▸ Problem requirements:
Counting only the lines below that contain the word "white", what is the total? Give it with no other words.

= = = = =

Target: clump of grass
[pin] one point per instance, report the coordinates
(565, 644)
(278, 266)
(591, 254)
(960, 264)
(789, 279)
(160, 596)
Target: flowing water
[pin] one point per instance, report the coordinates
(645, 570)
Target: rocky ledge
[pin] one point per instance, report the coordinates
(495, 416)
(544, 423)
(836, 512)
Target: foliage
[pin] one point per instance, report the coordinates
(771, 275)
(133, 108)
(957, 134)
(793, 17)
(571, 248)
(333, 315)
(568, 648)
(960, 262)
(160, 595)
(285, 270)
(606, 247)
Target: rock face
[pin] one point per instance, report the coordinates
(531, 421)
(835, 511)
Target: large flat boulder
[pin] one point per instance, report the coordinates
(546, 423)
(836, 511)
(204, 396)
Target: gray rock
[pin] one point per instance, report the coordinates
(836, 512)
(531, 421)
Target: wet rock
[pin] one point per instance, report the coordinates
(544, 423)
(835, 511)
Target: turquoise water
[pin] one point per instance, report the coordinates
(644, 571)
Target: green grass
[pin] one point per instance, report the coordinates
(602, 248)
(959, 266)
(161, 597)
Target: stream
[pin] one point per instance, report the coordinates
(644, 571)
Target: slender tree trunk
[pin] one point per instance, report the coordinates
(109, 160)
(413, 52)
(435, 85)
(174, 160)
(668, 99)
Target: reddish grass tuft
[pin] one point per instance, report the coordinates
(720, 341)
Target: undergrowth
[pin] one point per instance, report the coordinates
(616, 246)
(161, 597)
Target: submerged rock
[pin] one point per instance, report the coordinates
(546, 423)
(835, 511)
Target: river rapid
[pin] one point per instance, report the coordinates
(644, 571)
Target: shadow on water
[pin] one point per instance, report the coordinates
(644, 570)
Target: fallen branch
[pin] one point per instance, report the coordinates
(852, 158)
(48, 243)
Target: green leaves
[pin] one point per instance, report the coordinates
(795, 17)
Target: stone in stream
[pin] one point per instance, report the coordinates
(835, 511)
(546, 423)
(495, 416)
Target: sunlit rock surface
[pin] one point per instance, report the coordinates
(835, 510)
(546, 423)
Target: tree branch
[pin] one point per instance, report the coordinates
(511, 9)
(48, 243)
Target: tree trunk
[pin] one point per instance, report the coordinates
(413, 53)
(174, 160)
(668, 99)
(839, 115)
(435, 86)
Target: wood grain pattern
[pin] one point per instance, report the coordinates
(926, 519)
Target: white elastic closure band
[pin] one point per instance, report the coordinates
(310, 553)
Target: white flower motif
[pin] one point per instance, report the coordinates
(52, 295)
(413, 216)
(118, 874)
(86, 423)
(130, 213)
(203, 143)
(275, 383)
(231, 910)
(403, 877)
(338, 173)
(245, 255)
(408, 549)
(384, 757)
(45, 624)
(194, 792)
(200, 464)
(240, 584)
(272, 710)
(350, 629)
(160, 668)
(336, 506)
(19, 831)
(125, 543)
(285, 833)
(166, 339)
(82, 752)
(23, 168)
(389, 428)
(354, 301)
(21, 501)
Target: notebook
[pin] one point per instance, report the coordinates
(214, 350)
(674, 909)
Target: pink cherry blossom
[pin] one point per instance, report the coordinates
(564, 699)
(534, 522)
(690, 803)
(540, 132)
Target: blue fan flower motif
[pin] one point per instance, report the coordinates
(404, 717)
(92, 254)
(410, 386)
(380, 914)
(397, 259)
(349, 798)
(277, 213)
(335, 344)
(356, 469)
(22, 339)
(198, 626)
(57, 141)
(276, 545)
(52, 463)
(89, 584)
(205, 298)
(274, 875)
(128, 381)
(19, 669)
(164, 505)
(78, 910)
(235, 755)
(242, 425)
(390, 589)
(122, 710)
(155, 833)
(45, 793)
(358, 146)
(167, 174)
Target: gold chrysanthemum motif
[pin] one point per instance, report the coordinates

= = = = =

▸ Reply to the task:
2